**What you need to do**
Please copy the lines below, switching every "Kindly list" to "Give" and leaving everything else unchanged.

**Available data**
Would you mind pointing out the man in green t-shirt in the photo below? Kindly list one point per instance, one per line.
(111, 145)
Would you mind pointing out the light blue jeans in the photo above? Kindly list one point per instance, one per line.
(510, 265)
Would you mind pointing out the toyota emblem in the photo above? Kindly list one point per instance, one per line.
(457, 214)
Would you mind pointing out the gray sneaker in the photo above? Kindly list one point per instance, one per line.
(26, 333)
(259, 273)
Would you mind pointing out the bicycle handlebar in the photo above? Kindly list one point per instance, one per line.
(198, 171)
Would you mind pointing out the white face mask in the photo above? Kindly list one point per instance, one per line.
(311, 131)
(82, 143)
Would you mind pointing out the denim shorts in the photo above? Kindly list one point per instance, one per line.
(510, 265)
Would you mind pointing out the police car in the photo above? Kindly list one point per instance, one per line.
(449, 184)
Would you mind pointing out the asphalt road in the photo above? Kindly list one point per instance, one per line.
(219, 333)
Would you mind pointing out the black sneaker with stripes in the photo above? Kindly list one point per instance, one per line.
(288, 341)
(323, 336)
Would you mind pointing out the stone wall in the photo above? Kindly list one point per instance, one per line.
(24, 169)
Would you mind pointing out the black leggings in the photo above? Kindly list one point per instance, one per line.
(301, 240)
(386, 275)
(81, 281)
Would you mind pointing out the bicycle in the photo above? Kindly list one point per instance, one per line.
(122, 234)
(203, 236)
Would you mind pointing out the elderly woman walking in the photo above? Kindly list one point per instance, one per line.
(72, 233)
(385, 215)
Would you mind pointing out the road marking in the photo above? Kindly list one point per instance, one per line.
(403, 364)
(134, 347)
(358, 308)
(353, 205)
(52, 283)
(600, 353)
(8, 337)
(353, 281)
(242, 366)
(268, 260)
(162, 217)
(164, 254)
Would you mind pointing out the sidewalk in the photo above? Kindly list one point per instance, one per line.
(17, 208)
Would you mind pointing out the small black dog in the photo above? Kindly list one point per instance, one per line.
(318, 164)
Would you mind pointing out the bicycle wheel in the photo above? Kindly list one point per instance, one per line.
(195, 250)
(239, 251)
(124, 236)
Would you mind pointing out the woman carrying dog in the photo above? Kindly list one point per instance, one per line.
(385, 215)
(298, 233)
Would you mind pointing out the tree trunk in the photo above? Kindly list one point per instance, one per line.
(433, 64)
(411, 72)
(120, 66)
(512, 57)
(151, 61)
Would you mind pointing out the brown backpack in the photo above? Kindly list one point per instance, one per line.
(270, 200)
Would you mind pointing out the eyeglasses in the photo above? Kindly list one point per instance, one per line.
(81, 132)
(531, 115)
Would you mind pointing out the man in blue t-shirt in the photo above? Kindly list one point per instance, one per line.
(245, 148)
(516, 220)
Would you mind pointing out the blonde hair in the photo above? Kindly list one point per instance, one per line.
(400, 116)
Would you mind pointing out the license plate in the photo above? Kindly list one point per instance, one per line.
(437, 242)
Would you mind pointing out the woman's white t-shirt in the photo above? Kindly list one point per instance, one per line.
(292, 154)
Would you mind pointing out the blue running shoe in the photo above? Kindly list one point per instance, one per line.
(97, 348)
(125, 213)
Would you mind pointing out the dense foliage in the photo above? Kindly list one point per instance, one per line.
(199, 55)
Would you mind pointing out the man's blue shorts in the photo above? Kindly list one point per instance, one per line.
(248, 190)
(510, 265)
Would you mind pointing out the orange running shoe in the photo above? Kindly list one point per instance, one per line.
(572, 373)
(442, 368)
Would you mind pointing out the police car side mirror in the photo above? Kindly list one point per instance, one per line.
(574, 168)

**Exercise response**
Would you mind pointing out the man in green t-shirt in the photo below? Give one point per instance, one per line.
(111, 145)
Would you mind pointing out the light blue jeans in the photo above? Give one point per instance, one per line.
(510, 265)
Would you mind pointing out the toyota emblem in the photo above? Give one point per instance, one per line.
(457, 214)
Would you mind pointing out the gray sneaker in the photo above? Give one point per instance, one per line.
(26, 333)
(259, 273)
Would you mind pointing out the bicycle handlebar in the photo above? Give one point per instance, one per line.
(198, 171)
Would you mind pointing out the white face mask in the photo above? Give one point per instance, one per line.
(311, 131)
(82, 143)
Would you mind pointing out the denim shorts in the photo above? Give one point per instance, one per line.
(510, 265)
Would you mind pointing out the police car in the photo above? Give one point per instance, one per line.
(449, 184)
Would you mind pointing out the asphalt road in the photo above? Give one point per instance, one per line.
(219, 333)
Would you mind pointing out the black sneaker with stripes in the photo above? Give one point per instance, one per line.
(288, 341)
(323, 336)
Would you mind pointing out the stone wall in the photo above? Give one point per instance, one per line.
(24, 169)
Would you mind pointing out the black leggings in the photo above? Give one point per instance, one per line.
(301, 240)
(386, 275)
(81, 281)
Would you mind pointing out the bicycle in the photo above? Give one point per instance, one per line.
(122, 234)
(203, 236)
Would you mind pointing out the elderly woman walking in the photo above? Give one point per instance, one per line.
(72, 233)
(385, 215)
Would you mind pointing out the road marking in the photo above? Give one point per instance, one per line.
(403, 364)
(134, 347)
(358, 308)
(353, 205)
(52, 283)
(600, 353)
(8, 337)
(353, 281)
(242, 366)
(268, 260)
(162, 217)
(164, 254)
Would you mind pointing out the sidewalk in the photo above? Give one point per instance, one per line.
(17, 208)
Would you mind pointing out the small black dog in the photo above? Give one point per instance, one per line.
(318, 164)
Would you mind pointing out the bicycle wheel in the photo above? Give one point per instance, one per line.
(195, 250)
(239, 251)
(124, 236)
Would you mind pointing out the woman carrying dog in the photo above? Give one point per instance, one per line.
(385, 215)
(298, 233)
Would you mind pointing out the tree trunk in the photo above? Give one point per instance, one per line.
(433, 64)
(411, 72)
(120, 66)
(512, 57)
(151, 61)
Would you mind pointing out the brown backpack in the photo above? Give one point per instance, one per line.
(270, 200)
Would you mind pointing out the eyeglasses in the photo above? Give one point per instance, one per line.
(81, 132)
(531, 115)
Would you mind pointing out the man in blue t-shirt in the photo above? Give one point per instance, one per line.
(245, 148)
(516, 220)
Would you mind pointing out the blonde hair in the photo above? Give one point per instance, one per line.
(400, 116)
Would you mind pointing out the license plate in the photo above? Give one point per instance, one per line.
(437, 242)
Would you mind pointing out the woman's white t-shirt in the photo above? Give one point per instance, one per line.
(292, 154)
Would you mind pointing out the blue running shoe in the photo above? Give one point per instance, one per line.
(97, 348)
(125, 213)
Would you mind pointing out the dense foliage in the photo above? Give one point per instance, one per line.
(199, 55)
Would you mind pointing out the man's blue shorts in the photo above? Give one point per instance, one per line.
(248, 190)
(510, 265)
Would you mind pointing out the orange running shoe in the photo above? Give one point per instance, one per line.
(572, 373)
(442, 368)
Would you mind pointing out the police car side mirror in the photo above? Give one point per instance, one per line.
(574, 168)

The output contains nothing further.